Data shown:
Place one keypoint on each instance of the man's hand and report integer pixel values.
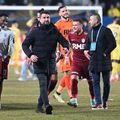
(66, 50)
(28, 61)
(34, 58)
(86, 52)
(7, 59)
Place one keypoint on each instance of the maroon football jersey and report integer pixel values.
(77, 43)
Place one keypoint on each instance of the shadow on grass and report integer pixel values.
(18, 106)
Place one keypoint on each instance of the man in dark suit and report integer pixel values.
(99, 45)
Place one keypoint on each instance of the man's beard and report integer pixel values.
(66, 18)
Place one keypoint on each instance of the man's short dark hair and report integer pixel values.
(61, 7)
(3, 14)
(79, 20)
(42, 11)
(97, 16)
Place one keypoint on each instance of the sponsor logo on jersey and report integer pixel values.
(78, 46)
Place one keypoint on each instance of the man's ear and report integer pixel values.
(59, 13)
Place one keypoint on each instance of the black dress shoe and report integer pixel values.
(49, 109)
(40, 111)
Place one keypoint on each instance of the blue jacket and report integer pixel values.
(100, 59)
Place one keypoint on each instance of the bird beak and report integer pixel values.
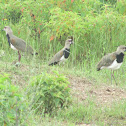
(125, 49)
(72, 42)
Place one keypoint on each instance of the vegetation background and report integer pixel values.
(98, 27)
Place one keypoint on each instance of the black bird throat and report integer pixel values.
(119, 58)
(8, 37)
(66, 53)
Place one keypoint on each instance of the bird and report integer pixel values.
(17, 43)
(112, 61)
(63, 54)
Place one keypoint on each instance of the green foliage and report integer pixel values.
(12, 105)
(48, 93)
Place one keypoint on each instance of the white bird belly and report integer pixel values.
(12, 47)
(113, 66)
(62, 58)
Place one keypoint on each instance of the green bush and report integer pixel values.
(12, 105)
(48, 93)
--
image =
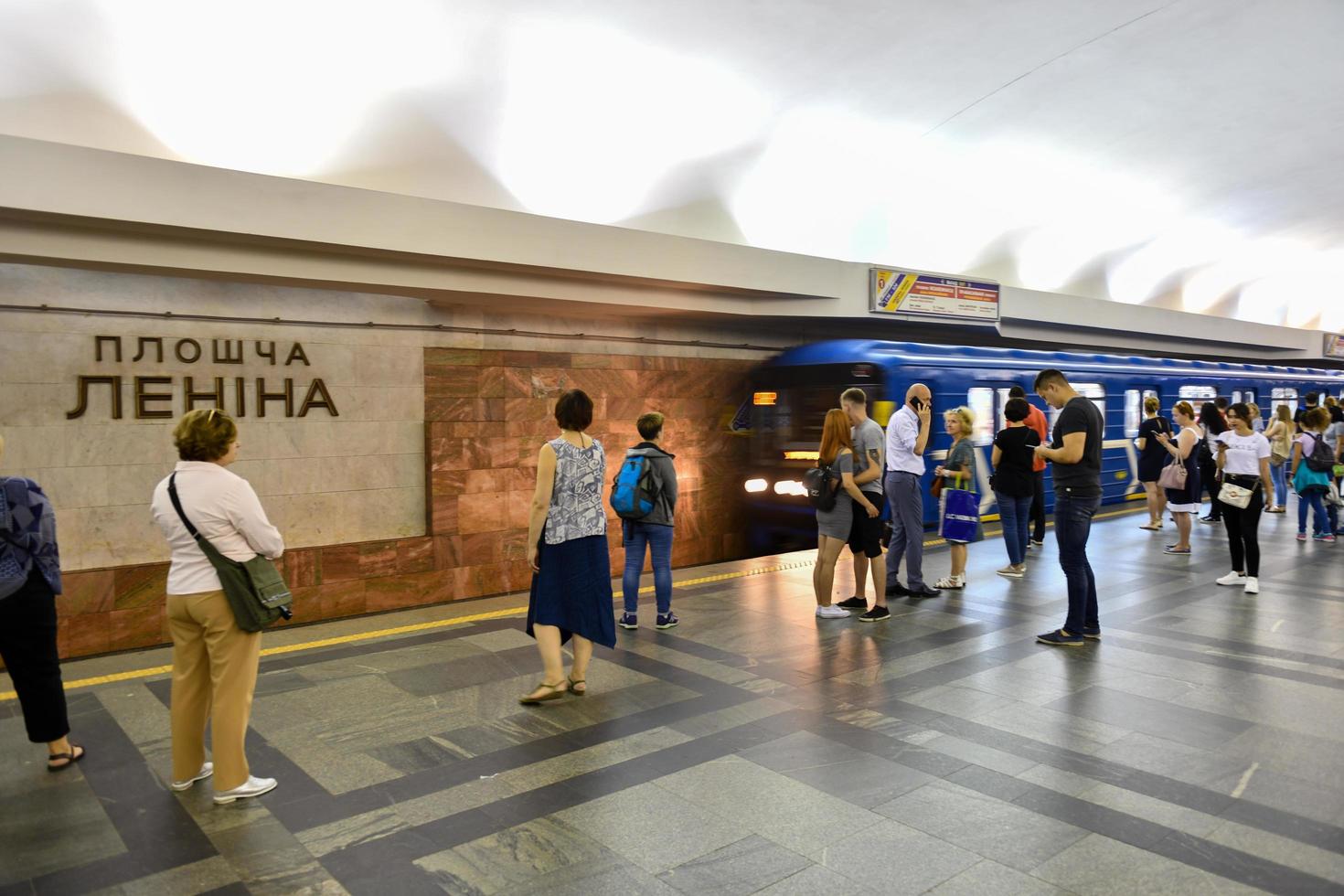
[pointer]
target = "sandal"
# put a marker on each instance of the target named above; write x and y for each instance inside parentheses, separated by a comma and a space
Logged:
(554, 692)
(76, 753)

Short task: Return each line of the items above that contains the word "jersey".

Reply:
Place one keypoint on each instance of the maroon football jersey and report integer pixel values.
Place one keypoint on each instance of the sponsor logo on jersey and report integer pixel values.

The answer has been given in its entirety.